WORK TO COMPLETE
From the passage on lumbosacral fusion, copy the stretch from "From the satisfactory" through "motion is certain.", swapping "lumbosacral junction" for "lumbosacral joint".

PASSAGE FOR REVIEW section start

From the satisfactory results obtained by operative fusion of the lumbosacral region in a series of thirty-five cases, it would seem that this procedure has a definite place in the treatment of low-back pain, when conservative measures are of no avail and when the roentgenogram demonstrates pathology or structural changes consistent with the clinical findings.
Operative fusion of the spine, to be effective in abolishing back pain, must insure absolute obliteration of all motion at the lumbosacral junction. In cases where fusion of the spine has failed to give relief, the fixation has been found, both clinically and by roentgenographic examination, to be incomplete. By the use of the operative technique described by the writer, elimination of all motion is certain.
In the diagnosis of low-back pain, more attention should be directed to the bony structure in the lumbar region and particularly to the posturally defective back. In the presence of atypical structures, trauma becomes at the most only an aggravating factor in the causation of pain. The significance of defective structures is to be especially considered in the care of industrial injuries.
Our understanding of the structural abnormalities that may underlie back pain now makes it possible to single out the spine that may be a potential source of disturbance. As a result, fusion may be carried out without subjecting the patient to long-drawn-out conservative treatment. Also, from stereoscopic studies of the lumbosacral region, it is possible to classify laborers as to physical fitness for heavy work.

PASSAGE FOR REVIEW section end
PROVIDED INFORMATION section start

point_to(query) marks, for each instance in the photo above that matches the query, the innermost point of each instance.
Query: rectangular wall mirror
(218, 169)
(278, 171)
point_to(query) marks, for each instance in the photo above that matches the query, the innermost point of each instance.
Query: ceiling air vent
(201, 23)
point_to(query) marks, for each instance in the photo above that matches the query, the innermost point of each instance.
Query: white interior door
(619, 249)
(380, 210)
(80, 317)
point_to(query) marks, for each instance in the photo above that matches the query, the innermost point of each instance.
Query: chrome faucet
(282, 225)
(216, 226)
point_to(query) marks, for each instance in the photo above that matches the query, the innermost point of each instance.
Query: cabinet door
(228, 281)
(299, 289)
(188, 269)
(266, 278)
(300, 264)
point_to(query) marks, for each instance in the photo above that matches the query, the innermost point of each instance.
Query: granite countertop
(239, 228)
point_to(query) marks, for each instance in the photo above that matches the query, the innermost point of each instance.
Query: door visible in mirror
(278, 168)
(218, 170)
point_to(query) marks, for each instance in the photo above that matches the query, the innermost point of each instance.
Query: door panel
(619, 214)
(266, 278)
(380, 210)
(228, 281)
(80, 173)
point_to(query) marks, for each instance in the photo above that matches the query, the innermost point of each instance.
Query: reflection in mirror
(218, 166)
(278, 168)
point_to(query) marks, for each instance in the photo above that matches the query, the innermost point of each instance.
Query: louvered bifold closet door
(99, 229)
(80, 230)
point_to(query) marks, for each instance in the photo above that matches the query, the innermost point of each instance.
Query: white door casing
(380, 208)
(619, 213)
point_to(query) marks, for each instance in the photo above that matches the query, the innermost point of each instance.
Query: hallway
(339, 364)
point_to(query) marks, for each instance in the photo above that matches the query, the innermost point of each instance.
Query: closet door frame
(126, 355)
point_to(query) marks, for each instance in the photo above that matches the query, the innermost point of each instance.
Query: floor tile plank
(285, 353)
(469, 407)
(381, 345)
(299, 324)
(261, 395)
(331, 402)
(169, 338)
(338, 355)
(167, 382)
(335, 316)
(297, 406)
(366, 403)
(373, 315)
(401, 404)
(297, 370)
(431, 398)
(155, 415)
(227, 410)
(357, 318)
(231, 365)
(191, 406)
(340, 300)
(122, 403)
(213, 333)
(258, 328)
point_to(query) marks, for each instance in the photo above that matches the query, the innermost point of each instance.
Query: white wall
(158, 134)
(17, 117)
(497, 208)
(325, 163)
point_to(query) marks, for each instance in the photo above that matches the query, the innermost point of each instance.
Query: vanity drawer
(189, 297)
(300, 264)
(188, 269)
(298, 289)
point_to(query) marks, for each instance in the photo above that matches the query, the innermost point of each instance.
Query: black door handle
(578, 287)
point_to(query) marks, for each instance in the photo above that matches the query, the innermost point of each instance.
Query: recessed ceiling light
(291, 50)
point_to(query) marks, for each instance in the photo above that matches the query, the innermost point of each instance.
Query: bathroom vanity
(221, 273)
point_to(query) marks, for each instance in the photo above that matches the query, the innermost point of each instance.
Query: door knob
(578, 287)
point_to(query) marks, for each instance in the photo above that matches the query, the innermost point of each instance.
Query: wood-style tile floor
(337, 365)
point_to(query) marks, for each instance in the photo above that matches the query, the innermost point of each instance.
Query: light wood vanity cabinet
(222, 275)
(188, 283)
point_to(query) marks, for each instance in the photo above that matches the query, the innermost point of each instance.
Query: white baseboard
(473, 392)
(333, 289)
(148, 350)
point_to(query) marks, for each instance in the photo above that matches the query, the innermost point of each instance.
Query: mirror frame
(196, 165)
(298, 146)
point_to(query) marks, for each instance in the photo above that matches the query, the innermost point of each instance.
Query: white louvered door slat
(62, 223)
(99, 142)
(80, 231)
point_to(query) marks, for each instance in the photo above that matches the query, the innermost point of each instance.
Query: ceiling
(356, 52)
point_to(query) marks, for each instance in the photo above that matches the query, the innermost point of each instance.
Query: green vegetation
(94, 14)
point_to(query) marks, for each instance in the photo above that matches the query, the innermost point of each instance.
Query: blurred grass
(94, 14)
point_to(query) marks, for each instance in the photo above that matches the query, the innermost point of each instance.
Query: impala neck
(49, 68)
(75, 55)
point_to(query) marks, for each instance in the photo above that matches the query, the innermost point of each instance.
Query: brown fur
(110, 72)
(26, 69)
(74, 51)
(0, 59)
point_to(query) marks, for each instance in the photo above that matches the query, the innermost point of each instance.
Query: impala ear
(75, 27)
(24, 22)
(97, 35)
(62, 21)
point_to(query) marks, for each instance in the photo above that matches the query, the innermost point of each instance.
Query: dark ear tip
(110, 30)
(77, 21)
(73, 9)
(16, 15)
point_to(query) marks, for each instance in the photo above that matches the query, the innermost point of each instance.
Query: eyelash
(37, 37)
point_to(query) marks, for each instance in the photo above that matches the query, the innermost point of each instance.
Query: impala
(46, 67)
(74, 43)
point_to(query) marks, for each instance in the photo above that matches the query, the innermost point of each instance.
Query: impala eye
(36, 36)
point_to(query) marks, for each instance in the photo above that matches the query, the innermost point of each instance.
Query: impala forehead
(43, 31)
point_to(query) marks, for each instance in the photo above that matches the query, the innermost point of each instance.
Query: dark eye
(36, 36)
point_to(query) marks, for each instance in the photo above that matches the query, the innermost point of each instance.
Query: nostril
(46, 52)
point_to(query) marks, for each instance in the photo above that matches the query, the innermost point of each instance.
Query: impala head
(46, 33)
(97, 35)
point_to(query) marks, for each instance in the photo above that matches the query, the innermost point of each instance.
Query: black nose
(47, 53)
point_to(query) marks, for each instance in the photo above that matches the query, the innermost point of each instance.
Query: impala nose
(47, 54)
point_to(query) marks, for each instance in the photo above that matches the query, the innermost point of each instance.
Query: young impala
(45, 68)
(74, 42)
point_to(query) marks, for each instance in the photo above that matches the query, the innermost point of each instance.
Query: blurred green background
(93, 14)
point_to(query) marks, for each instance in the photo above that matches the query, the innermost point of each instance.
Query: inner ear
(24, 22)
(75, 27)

PROVIDED INFORMATION section end
PROVIDED INFORMATION section start

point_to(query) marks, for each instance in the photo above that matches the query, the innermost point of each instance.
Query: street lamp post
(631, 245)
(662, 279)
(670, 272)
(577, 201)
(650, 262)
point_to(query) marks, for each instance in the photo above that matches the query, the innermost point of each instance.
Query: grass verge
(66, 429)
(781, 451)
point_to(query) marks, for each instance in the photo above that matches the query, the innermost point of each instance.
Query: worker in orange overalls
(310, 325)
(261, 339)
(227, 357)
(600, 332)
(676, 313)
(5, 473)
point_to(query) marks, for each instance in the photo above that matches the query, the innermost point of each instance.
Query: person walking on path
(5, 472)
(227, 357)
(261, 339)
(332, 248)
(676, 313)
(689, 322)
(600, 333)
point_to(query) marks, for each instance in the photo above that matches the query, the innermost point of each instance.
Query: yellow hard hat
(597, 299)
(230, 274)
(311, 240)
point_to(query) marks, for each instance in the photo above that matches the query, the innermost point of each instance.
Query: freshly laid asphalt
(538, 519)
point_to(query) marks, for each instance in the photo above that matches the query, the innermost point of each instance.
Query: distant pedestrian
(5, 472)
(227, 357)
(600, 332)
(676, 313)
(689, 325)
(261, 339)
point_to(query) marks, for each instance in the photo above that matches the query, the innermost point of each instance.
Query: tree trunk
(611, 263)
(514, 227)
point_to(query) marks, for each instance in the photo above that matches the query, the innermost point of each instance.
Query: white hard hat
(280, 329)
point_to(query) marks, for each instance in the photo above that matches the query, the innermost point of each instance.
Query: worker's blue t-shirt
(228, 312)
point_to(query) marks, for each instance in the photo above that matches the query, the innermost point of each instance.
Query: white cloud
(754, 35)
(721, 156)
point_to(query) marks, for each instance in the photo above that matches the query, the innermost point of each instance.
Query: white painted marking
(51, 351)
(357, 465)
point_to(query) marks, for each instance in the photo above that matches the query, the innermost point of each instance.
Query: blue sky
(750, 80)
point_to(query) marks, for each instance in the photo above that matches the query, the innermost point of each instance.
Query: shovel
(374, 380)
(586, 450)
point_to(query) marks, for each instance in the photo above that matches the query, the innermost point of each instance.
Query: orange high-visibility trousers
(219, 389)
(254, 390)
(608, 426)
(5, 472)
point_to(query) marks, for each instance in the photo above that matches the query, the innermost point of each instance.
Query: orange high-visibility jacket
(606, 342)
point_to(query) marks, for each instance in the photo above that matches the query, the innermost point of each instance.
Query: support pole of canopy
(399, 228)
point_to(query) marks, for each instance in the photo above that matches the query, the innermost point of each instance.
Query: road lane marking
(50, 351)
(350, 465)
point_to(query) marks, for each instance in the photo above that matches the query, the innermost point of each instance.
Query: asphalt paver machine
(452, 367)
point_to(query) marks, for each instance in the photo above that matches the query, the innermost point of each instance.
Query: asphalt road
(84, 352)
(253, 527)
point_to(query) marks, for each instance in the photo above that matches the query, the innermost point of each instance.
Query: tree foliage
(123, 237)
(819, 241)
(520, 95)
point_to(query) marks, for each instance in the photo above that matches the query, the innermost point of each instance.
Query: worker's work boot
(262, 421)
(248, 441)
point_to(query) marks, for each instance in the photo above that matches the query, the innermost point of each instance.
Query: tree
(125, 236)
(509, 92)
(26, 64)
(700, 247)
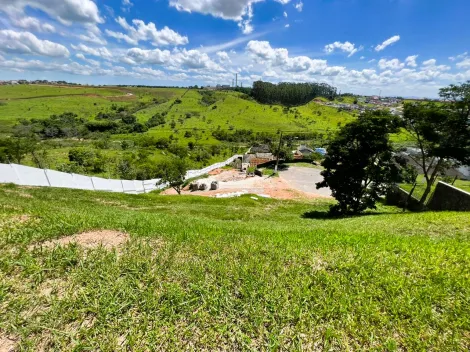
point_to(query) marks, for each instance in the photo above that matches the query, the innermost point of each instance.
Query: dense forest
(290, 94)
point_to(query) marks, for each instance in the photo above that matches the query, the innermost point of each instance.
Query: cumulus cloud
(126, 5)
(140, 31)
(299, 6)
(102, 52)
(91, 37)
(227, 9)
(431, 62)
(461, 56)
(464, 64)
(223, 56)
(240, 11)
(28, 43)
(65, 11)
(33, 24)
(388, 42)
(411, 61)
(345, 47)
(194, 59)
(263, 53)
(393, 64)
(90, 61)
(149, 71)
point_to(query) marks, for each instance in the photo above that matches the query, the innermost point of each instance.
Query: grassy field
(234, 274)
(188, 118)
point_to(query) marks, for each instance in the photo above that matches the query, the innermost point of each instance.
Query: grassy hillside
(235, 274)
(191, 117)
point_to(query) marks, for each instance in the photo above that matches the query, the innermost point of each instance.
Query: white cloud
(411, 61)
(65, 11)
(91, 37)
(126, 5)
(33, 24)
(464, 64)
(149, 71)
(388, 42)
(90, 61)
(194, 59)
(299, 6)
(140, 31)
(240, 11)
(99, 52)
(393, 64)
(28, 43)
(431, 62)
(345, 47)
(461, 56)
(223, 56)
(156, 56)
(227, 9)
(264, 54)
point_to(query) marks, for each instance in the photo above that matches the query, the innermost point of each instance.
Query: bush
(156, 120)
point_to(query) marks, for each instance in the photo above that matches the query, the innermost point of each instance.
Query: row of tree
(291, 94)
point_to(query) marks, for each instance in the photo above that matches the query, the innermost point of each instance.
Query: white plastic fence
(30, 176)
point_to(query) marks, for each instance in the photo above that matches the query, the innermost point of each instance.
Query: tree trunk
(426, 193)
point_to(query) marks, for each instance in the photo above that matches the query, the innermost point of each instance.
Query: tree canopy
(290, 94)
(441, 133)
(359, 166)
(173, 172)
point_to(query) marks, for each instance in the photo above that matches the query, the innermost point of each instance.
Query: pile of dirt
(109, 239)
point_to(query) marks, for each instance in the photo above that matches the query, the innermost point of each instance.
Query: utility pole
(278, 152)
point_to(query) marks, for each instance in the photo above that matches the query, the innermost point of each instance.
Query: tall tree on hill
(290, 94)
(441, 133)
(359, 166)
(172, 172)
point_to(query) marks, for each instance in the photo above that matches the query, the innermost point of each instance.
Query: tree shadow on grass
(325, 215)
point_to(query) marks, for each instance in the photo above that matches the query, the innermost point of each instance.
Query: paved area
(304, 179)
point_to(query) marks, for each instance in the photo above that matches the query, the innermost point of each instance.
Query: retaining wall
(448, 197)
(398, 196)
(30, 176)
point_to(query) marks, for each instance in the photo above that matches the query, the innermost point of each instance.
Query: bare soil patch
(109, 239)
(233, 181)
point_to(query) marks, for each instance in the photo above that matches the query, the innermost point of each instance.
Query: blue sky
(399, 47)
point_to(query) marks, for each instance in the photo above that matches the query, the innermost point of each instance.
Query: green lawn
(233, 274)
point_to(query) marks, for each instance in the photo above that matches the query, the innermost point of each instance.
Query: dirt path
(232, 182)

PROVIDED INFORMATION section end

ANSWER TO THIS PROBLEM
From the satisfactory results obtained by operative fusion of the lumbosacral region in a series of thirty-five cases, it would seem that this procedure has a definite place in the treatment of low-back pain, when conservative measures are of no avail and when the roentgenogram demonstrates pathology or structural changes consistent with the clinical findings.
Operative fusion of the spine, to be effective in abolishing back pain, must insure absolute obliteration of all motion at the lumbosacral joint. In cases where fusion of the spine has failed to give relief, the fixation has been found, both clinically and by roentgenographic examination, to be incomplete. By the use of the operative technique described by the writer, elimination of all motion is certain.